» **TEXT PASSAGE**:

Distribution and habitat

The finches have a near-global distribution, being found across the Americas, Eurasia and Africa, as well as some island groups such as the Hawaiian islands. They are absent from Australasia, Antarctica, the Southern Pacific and the islands of the Indian Ocean, although some European species have been widely introduced in Australia and New Zealand.

Finches are typically inhabitants of well-wooded areas, but some can be found on mountains or even in deserts.

Behaviour
The finches are primarily granivorous, but euphoniines include considerable amounts of arthropods and berries in their diet, and Hawaiian honeycreepers evolved to utilize a wide range of food sources, including nectar. The diet of Fringillidae nestlings includes a varying amount of small arthropods. True finches have a bouncing flight like most small passerines, alternating bouts of flapping with gliding on closed wings. Most sing well and several are commonly seen cagebirds; foremost among these is the domesticated canary (Serinus canaria domestica). The nests are basket-shaped and usually built in trees, more rarely in bushes, between rocks or on similar substrate.

» **WHAT THIS EXERCISE ASKS**:
1. In the passage on finches, what is the shape of finch nests?
2. Continue the passage on finches from the point where it stops.
The listing that comes next isn't needed for anything here.

» **DATA LISTING**:
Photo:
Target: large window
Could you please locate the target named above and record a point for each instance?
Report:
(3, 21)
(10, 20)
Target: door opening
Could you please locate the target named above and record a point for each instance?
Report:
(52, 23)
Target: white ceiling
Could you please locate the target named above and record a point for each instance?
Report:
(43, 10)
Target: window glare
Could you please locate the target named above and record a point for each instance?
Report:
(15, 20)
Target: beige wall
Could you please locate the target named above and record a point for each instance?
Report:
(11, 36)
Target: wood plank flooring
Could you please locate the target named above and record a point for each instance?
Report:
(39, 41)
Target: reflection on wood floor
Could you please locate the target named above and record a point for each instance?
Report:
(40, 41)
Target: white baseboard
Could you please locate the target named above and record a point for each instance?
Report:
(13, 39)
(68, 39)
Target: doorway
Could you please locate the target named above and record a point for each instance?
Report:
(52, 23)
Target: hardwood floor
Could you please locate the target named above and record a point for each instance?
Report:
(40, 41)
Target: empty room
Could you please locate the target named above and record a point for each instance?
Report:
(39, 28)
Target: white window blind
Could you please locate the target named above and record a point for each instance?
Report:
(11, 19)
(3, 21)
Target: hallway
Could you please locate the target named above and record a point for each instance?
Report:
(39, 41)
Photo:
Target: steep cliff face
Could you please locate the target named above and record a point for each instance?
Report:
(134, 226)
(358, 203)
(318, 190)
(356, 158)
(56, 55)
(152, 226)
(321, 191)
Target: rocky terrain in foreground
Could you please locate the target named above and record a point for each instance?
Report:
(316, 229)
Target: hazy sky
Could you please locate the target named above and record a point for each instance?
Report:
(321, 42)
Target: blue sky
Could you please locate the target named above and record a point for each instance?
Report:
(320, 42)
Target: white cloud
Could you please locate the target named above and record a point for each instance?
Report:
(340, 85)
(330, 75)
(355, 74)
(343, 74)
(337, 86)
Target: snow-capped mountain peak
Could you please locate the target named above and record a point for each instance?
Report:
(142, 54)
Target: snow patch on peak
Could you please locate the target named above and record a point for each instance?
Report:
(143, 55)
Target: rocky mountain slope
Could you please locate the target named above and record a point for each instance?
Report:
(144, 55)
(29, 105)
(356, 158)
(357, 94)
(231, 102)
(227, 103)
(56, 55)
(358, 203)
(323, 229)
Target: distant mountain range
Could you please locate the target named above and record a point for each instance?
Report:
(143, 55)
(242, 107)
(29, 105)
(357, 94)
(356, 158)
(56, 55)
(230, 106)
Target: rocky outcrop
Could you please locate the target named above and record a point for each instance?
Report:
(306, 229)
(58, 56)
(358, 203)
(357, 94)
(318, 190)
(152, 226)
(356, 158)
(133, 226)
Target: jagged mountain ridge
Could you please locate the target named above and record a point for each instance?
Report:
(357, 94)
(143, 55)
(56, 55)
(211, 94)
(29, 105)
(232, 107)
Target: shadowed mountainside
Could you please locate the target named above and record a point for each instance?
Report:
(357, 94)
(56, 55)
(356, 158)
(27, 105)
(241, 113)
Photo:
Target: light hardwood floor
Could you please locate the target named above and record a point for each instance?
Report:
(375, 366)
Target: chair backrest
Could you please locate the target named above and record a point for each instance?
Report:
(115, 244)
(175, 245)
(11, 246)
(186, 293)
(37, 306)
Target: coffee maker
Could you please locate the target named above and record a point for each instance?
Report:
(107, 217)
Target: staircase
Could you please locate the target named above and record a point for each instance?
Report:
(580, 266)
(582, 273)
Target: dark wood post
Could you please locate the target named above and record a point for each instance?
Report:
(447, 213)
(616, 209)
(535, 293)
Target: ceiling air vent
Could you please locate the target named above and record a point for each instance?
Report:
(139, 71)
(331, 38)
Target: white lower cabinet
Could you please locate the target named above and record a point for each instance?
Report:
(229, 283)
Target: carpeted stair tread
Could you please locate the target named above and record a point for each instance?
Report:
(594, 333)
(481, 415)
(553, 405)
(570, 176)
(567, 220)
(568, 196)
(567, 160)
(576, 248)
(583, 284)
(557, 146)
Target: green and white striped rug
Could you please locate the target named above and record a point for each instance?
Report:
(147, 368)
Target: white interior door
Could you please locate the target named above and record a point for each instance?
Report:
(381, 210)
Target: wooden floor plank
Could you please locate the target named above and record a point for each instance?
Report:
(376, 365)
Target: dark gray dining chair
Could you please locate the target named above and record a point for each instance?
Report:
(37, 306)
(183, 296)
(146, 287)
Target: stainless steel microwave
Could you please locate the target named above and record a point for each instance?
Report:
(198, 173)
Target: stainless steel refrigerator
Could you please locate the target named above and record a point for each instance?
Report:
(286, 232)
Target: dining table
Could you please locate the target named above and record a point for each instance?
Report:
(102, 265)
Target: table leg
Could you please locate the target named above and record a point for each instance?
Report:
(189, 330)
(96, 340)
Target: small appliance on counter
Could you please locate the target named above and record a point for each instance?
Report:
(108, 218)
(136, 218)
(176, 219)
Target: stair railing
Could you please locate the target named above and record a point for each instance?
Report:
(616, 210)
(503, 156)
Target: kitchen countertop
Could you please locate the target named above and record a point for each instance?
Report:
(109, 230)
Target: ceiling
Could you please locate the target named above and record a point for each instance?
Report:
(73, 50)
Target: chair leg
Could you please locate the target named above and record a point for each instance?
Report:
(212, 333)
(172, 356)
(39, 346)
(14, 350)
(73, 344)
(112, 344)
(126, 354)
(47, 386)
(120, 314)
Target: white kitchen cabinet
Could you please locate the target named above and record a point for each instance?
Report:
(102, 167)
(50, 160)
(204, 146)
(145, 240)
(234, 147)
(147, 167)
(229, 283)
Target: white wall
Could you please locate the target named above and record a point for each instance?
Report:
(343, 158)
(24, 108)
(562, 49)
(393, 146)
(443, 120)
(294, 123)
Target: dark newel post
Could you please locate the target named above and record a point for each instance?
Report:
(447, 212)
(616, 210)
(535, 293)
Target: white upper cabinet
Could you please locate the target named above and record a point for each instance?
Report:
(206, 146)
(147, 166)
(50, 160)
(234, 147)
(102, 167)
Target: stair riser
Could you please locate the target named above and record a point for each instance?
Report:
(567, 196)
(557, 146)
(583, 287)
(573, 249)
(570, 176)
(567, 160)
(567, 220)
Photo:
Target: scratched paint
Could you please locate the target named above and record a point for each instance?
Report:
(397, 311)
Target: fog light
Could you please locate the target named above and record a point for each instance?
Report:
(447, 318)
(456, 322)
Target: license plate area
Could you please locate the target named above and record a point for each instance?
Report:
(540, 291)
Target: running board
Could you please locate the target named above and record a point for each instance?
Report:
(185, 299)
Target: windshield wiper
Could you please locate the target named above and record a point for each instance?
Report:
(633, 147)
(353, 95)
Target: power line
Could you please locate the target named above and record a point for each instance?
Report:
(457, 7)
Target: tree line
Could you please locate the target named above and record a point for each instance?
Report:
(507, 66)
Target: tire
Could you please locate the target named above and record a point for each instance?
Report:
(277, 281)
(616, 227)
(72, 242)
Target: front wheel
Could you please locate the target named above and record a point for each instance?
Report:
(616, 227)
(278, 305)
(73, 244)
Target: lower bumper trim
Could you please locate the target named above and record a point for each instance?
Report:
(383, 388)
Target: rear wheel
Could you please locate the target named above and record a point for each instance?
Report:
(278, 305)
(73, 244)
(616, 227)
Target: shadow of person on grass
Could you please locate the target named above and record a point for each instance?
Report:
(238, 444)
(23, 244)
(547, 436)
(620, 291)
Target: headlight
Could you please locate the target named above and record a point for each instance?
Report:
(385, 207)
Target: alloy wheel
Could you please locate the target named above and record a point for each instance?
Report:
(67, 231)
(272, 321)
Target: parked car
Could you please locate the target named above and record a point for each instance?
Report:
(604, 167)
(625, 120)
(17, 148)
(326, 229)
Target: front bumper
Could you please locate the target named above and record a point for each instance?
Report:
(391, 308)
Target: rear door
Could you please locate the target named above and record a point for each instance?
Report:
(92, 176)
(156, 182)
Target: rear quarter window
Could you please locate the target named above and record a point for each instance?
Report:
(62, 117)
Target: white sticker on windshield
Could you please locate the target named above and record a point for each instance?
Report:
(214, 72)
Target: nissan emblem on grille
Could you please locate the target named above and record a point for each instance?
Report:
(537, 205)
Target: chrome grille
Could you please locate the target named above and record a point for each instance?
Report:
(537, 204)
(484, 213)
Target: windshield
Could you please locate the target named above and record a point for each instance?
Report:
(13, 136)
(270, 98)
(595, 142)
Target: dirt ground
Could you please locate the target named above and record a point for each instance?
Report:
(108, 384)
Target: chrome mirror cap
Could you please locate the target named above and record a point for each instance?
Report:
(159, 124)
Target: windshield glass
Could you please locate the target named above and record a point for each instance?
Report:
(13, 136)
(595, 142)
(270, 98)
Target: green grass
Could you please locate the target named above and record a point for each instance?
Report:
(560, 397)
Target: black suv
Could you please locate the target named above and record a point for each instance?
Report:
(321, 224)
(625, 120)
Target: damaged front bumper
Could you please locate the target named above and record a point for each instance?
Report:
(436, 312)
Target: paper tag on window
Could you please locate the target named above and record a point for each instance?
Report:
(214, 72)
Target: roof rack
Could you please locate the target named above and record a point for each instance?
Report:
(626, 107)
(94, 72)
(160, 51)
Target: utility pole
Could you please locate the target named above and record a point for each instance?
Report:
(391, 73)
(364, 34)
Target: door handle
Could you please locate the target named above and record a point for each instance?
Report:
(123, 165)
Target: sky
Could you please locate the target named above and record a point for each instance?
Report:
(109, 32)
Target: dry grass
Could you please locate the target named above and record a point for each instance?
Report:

» **WRITTEN RESPONSES**:
1. They are basket-shaped.

2.
List of genera
The family Fringillidae contains 231 species divided into 50 genera and three subfamilies. The subfamily Carduelinae includes 18 extinct Hawaiian honeycreepers and the extinct Bonin grosbeak. See List of Fringillidae species for further details.

Subfamily Fringillinae
 Fringilla – 3 species of chaffinch and the brambling
Subfamily Carduelinae
 Mycerobas – 4 Palearctic grosbeaks
 Coccothraustes – 3 species
 Eophona – 2 oriental grosbeaks, the Chinese and the Japanese grosbeak
 Pinicola – pine grosbeak
 Pyrrhula – 8 bullfinch species
 Rhodopechys – 2 species, the Asian crimson-winged finch and the African crimson-winged finch
 Bucanetes – trumpeter and the Mongolian finch
 Agraphospiza – Blanford's rosefinch
 Callacanthis – spectacled finch
 Pyrrhoplectes – golden-naped finch
 Procarduelis – dark-breasted rosefinch
 Leucosticte – 6 species of mountain and rosy finches
 Carpodacus – 28 Palearctic rosefinch species
 Hawaiian honeycreeper group (tribe Drepanidini)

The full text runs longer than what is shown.